Prompt: Can you copy out the lines of the listing below without changing anything, beginning at the line that contains "Where can you spot the yellow safety" and stopping after the line that contains "(907, 1149)"?

-- Begin --

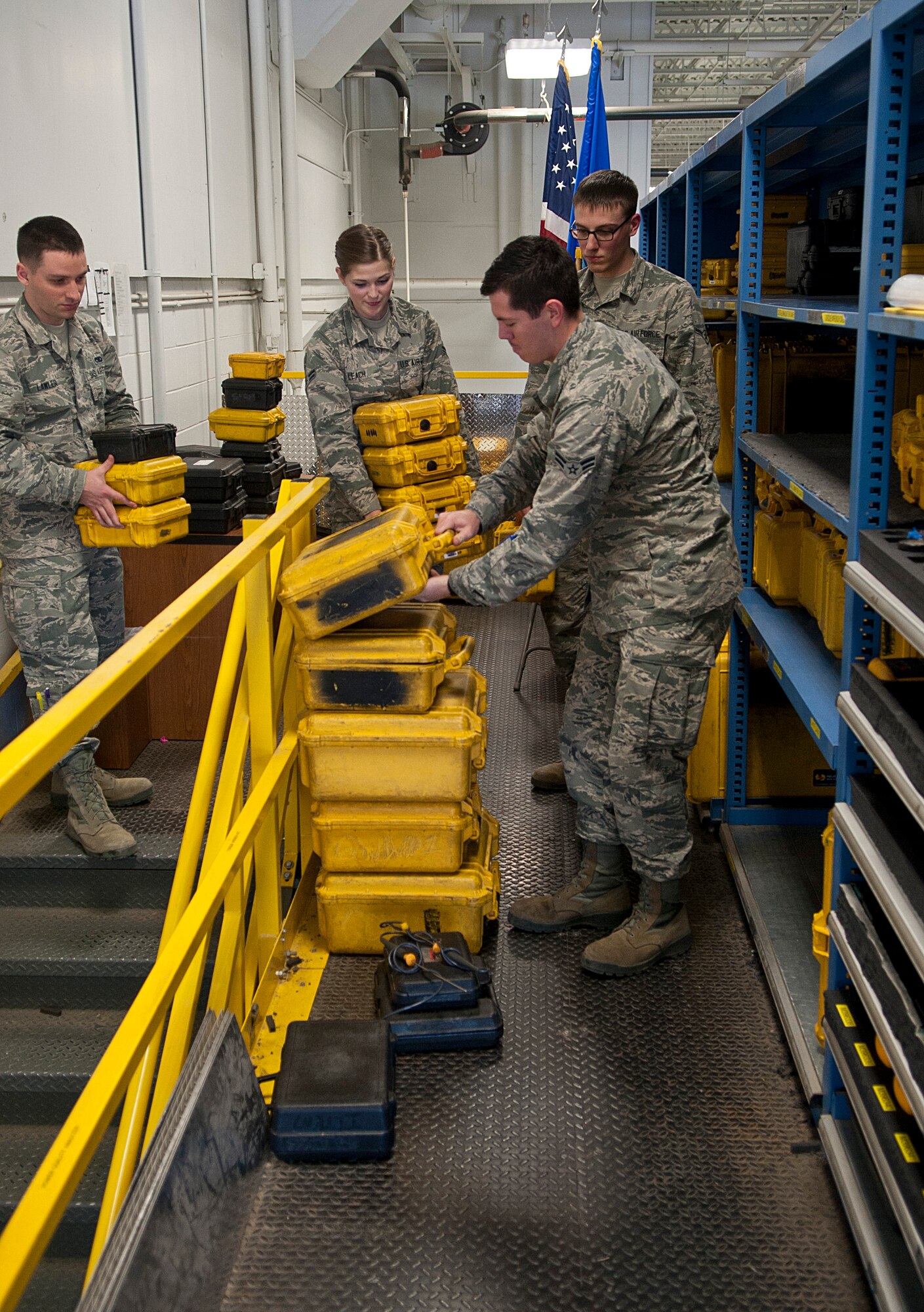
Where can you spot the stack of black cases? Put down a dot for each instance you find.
(264, 464)
(214, 490)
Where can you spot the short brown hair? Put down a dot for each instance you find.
(44, 234)
(361, 245)
(604, 190)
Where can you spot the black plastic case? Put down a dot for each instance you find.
(140, 443)
(335, 1095)
(252, 393)
(218, 516)
(254, 453)
(211, 477)
(262, 481)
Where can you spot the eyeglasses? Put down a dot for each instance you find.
(603, 236)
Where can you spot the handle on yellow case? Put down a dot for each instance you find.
(461, 654)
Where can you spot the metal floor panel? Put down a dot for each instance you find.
(628, 1147)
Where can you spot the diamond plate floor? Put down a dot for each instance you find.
(628, 1147)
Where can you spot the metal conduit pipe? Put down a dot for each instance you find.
(216, 392)
(155, 326)
(271, 327)
(291, 226)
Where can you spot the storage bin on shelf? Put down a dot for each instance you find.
(360, 570)
(398, 756)
(146, 482)
(351, 907)
(256, 364)
(432, 498)
(784, 762)
(545, 587)
(418, 462)
(144, 527)
(246, 426)
(398, 671)
(820, 936)
(412, 420)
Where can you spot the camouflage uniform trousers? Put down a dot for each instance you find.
(565, 609)
(632, 718)
(66, 615)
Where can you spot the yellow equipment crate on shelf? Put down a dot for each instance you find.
(393, 838)
(412, 420)
(145, 527)
(258, 364)
(360, 570)
(419, 462)
(784, 762)
(398, 671)
(230, 426)
(432, 498)
(820, 935)
(398, 758)
(146, 482)
(545, 587)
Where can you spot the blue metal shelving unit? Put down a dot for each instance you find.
(853, 113)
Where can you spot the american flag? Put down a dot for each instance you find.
(561, 165)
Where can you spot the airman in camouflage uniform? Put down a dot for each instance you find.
(613, 451)
(62, 602)
(348, 365)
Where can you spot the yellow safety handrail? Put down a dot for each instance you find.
(243, 846)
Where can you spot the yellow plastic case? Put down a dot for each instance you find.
(258, 364)
(545, 587)
(412, 420)
(423, 462)
(360, 570)
(231, 426)
(394, 671)
(432, 498)
(393, 838)
(145, 527)
(369, 756)
(146, 482)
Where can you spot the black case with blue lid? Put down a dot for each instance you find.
(334, 1099)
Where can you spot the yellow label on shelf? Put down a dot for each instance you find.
(885, 1097)
(907, 1149)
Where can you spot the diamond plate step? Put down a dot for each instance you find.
(22, 1153)
(45, 1061)
(69, 958)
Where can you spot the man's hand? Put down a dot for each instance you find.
(464, 524)
(435, 590)
(100, 498)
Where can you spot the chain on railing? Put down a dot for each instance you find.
(252, 843)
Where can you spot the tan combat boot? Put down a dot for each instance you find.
(90, 822)
(599, 898)
(119, 793)
(656, 928)
(549, 779)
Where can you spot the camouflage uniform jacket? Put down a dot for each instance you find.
(663, 313)
(49, 406)
(346, 365)
(613, 449)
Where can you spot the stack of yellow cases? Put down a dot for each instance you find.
(392, 742)
(251, 426)
(415, 456)
(161, 514)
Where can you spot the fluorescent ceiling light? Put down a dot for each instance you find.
(540, 58)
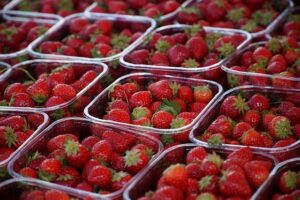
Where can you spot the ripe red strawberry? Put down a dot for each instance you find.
(256, 173)
(135, 160)
(177, 54)
(259, 102)
(118, 115)
(176, 175)
(39, 91)
(100, 176)
(64, 91)
(49, 169)
(280, 127)
(233, 106)
(196, 154)
(141, 98)
(239, 129)
(161, 90)
(288, 181)
(198, 47)
(233, 184)
(76, 154)
(162, 119)
(102, 151)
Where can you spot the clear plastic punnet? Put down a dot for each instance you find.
(83, 128)
(96, 108)
(16, 189)
(164, 18)
(270, 187)
(236, 78)
(60, 30)
(9, 112)
(277, 30)
(282, 6)
(179, 28)
(275, 95)
(15, 17)
(148, 179)
(32, 69)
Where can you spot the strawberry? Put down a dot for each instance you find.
(288, 181)
(161, 90)
(118, 115)
(162, 119)
(233, 106)
(141, 98)
(135, 160)
(256, 173)
(177, 54)
(100, 176)
(176, 175)
(279, 127)
(196, 154)
(233, 184)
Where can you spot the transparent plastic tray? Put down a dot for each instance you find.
(22, 112)
(149, 178)
(164, 18)
(12, 5)
(17, 17)
(247, 76)
(32, 64)
(12, 188)
(211, 114)
(275, 22)
(169, 29)
(276, 29)
(58, 32)
(39, 143)
(97, 104)
(269, 188)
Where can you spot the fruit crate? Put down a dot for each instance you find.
(149, 179)
(118, 22)
(275, 96)
(34, 122)
(165, 18)
(283, 28)
(193, 14)
(37, 24)
(271, 186)
(61, 8)
(15, 189)
(206, 71)
(279, 73)
(84, 128)
(95, 110)
(72, 73)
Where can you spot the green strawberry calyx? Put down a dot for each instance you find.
(283, 128)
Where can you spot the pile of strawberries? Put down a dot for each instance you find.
(40, 194)
(15, 130)
(288, 185)
(153, 9)
(49, 84)
(209, 175)
(278, 57)
(89, 157)
(250, 15)
(98, 39)
(15, 36)
(161, 104)
(259, 122)
(291, 27)
(60, 7)
(191, 48)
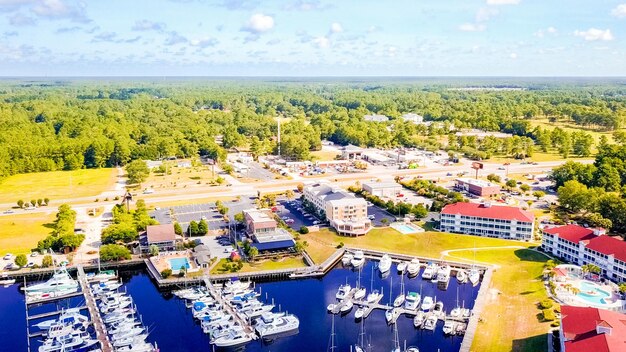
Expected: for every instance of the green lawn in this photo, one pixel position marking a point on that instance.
(57, 184)
(20, 233)
(263, 265)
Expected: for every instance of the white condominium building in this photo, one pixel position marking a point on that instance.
(581, 246)
(488, 220)
(345, 212)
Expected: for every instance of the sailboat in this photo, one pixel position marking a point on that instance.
(401, 297)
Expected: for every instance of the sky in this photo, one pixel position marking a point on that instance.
(312, 38)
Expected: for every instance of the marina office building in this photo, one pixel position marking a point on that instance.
(581, 246)
(488, 220)
(346, 213)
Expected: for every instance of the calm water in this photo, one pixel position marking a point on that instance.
(174, 329)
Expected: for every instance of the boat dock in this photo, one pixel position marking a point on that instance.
(96, 319)
(230, 309)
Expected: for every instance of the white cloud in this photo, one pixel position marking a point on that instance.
(485, 13)
(336, 28)
(619, 11)
(472, 27)
(594, 34)
(503, 2)
(259, 23)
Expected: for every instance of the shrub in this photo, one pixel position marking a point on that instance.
(548, 315)
(166, 273)
(546, 303)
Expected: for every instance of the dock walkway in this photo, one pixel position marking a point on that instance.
(90, 301)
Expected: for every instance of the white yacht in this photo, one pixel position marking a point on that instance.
(234, 338)
(385, 263)
(343, 291)
(413, 300)
(443, 274)
(427, 303)
(430, 271)
(402, 267)
(358, 259)
(413, 267)
(270, 325)
(60, 281)
(474, 276)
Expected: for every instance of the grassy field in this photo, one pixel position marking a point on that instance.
(20, 233)
(516, 288)
(57, 184)
(515, 285)
(262, 265)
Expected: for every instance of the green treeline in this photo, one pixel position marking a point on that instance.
(72, 125)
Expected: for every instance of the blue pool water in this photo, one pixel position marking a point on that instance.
(598, 296)
(177, 263)
(172, 326)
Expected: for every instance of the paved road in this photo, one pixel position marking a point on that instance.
(282, 185)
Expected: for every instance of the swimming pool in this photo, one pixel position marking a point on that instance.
(406, 228)
(591, 293)
(177, 263)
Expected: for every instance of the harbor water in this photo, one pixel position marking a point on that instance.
(172, 326)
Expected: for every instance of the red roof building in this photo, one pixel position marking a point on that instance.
(581, 246)
(592, 330)
(488, 220)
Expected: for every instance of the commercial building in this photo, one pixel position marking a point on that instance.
(382, 189)
(162, 236)
(345, 212)
(476, 187)
(586, 329)
(488, 220)
(581, 246)
(262, 228)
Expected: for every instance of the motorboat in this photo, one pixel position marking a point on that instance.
(359, 293)
(343, 291)
(60, 281)
(385, 263)
(418, 321)
(270, 325)
(430, 271)
(461, 276)
(374, 296)
(346, 307)
(137, 347)
(358, 259)
(347, 258)
(427, 303)
(399, 301)
(358, 314)
(401, 267)
(234, 338)
(443, 274)
(389, 316)
(474, 276)
(413, 300)
(438, 310)
(430, 323)
(413, 267)
(449, 327)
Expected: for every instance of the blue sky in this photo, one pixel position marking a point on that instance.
(313, 38)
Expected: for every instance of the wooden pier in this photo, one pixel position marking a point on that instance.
(90, 300)
(228, 307)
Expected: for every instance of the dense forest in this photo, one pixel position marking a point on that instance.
(65, 125)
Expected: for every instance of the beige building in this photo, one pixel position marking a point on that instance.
(345, 212)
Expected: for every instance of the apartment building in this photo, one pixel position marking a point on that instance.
(581, 246)
(346, 213)
(488, 220)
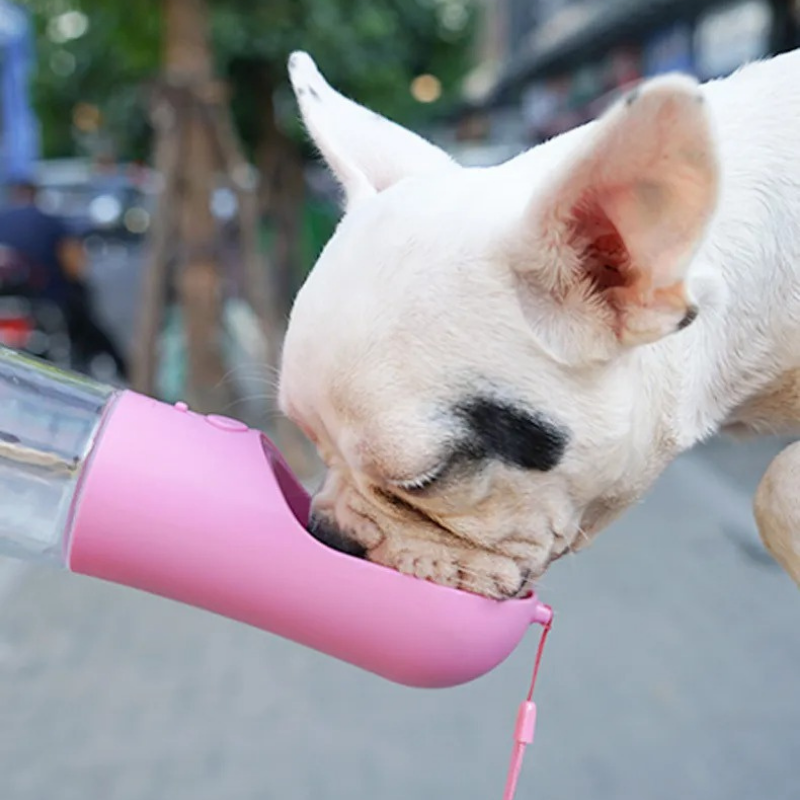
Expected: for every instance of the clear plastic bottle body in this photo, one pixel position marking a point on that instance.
(49, 420)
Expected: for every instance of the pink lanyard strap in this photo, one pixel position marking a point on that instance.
(526, 723)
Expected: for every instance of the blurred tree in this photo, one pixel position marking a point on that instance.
(94, 55)
(370, 49)
(97, 58)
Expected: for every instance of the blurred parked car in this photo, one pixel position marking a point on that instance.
(110, 202)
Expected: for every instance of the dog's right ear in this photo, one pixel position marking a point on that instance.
(365, 151)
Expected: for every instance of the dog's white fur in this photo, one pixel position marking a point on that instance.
(558, 281)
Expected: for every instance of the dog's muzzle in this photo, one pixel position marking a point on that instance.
(326, 532)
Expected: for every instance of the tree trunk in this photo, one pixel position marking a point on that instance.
(188, 65)
(160, 251)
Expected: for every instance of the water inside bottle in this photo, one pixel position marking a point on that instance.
(48, 422)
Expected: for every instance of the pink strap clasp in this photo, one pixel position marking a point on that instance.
(526, 719)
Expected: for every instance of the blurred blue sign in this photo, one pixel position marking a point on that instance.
(670, 50)
(19, 135)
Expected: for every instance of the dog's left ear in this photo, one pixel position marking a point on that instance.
(366, 152)
(624, 217)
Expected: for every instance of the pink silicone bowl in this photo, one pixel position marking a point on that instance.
(204, 510)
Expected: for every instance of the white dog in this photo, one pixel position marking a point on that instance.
(494, 363)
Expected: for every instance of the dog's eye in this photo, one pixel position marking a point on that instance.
(422, 482)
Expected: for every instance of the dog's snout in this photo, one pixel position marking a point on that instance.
(325, 531)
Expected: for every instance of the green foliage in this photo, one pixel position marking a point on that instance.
(372, 49)
(107, 66)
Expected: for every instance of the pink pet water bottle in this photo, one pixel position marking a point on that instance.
(203, 510)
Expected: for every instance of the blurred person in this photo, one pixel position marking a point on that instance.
(58, 255)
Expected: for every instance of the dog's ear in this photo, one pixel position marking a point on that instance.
(365, 151)
(624, 217)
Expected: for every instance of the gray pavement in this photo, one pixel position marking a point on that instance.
(673, 672)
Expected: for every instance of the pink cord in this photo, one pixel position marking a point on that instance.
(526, 723)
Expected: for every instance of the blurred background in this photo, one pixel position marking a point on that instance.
(160, 208)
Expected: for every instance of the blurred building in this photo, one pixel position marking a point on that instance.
(544, 66)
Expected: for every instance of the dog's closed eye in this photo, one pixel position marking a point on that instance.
(425, 480)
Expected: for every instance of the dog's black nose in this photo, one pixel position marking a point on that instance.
(325, 531)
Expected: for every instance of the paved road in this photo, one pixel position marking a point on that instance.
(673, 672)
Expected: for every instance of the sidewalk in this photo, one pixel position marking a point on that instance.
(672, 672)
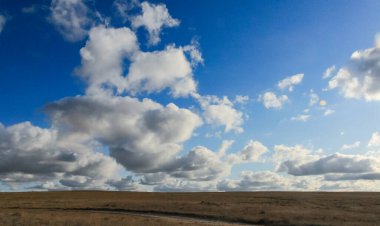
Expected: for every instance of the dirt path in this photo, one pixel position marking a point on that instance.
(181, 217)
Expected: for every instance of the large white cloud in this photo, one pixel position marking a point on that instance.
(143, 135)
(290, 82)
(374, 142)
(30, 153)
(103, 56)
(360, 79)
(271, 100)
(72, 18)
(336, 163)
(154, 71)
(251, 152)
(220, 112)
(154, 17)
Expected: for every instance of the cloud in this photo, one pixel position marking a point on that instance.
(220, 112)
(350, 146)
(143, 136)
(250, 153)
(241, 99)
(328, 112)
(360, 79)
(374, 142)
(154, 17)
(3, 20)
(255, 181)
(200, 164)
(314, 98)
(290, 82)
(329, 72)
(123, 8)
(271, 100)
(30, 153)
(301, 118)
(336, 163)
(154, 71)
(226, 144)
(72, 18)
(125, 184)
(149, 72)
(103, 56)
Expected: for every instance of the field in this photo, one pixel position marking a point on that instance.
(234, 208)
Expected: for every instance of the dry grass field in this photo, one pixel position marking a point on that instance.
(234, 208)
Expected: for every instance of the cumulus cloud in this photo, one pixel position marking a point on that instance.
(290, 82)
(271, 100)
(301, 118)
(154, 17)
(30, 153)
(350, 146)
(360, 79)
(103, 69)
(72, 18)
(102, 58)
(154, 71)
(314, 98)
(255, 181)
(241, 99)
(336, 163)
(328, 112)
(250, 153)
(374, 142)
(295, 154)
(221, 112)
(2, 22)
(143, 136)
(329, 72)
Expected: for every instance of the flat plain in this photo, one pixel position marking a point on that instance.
(104, 208)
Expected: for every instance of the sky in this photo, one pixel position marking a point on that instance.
(190, 95)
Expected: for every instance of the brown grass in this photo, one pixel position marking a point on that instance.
(264, 208)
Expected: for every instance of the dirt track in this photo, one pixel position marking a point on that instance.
(129, 208)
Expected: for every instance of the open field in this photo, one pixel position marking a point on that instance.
(234, 208)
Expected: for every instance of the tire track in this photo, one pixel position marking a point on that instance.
(201, 219)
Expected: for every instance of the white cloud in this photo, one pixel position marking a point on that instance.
(123, 8)
(226, 144)
(314, 98)
(71, 18)
(251, 152)
(153, 19)
(241, 99)
(220, 112)
(2, 22)
(266, 181)
(328, 112)
(290, 82)
(271, 100)
(143, 136)
(154, 71)
(301, 118)
(30, 153)
(296, 153)
(149, 72)
(329, 72)
(374, 142)
(102, 58)
(336, 163)
(360, 79)
(350, 146)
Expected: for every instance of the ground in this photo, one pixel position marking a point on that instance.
(230, 208)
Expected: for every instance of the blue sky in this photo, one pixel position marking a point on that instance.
(189, 95)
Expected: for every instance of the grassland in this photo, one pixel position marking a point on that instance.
(133, 208)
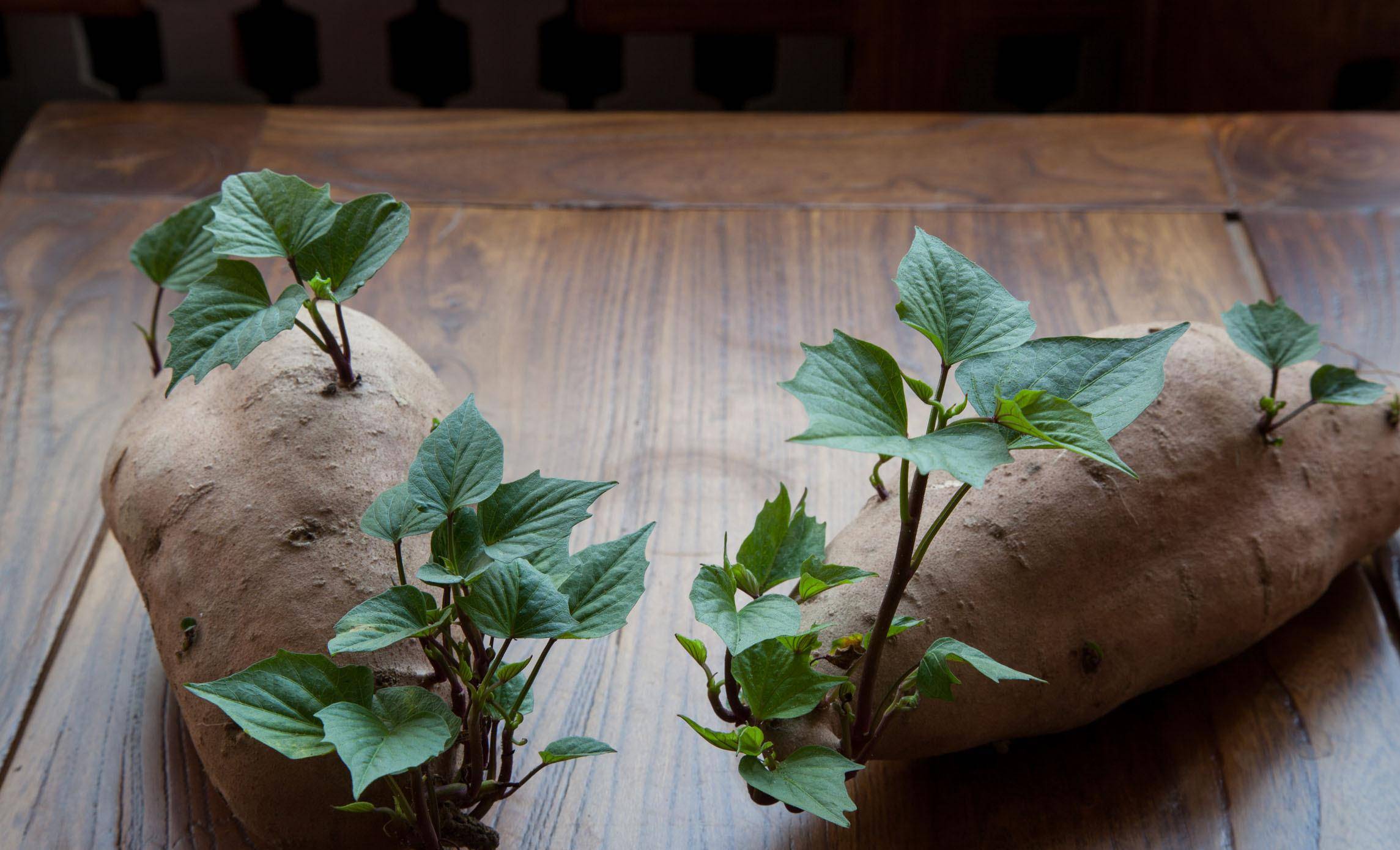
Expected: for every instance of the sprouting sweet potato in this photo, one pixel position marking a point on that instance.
(1109, 587)
(239, 504)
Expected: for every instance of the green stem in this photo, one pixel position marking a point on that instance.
(938, 523)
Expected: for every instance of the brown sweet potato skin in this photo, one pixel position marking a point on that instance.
(1220, 542)
(239, 503)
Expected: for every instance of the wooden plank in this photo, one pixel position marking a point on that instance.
(132, 149)
(1326, 160)
(69, 363)
(643, 345)
(647, 158)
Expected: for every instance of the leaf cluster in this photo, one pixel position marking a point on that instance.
(502, 565)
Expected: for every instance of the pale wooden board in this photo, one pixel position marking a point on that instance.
(645, 346)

-- End --

Correct answer:
Where can you spot the yellow safety handrail? Put down a dot for each instance you find.
(243, 846)
Where can you spot the yellow plastic case? Put down a dot for each instance you find.
(258, 364)
(545, 587)
(412, 420)
(423, 462)
(360, 570)
(231, 426)
(394, 671)
(432, 498)
(393, 838)
(145, 527)
(369, 756)
(146, 482)
Where can you spot the black case with blue lid? Put down a dot for each instance you find.
(334, 1099)
Where can you spot the yellow label on shelf? Put down a dot for each instance you find.
(885, 1097)
(907, 1149)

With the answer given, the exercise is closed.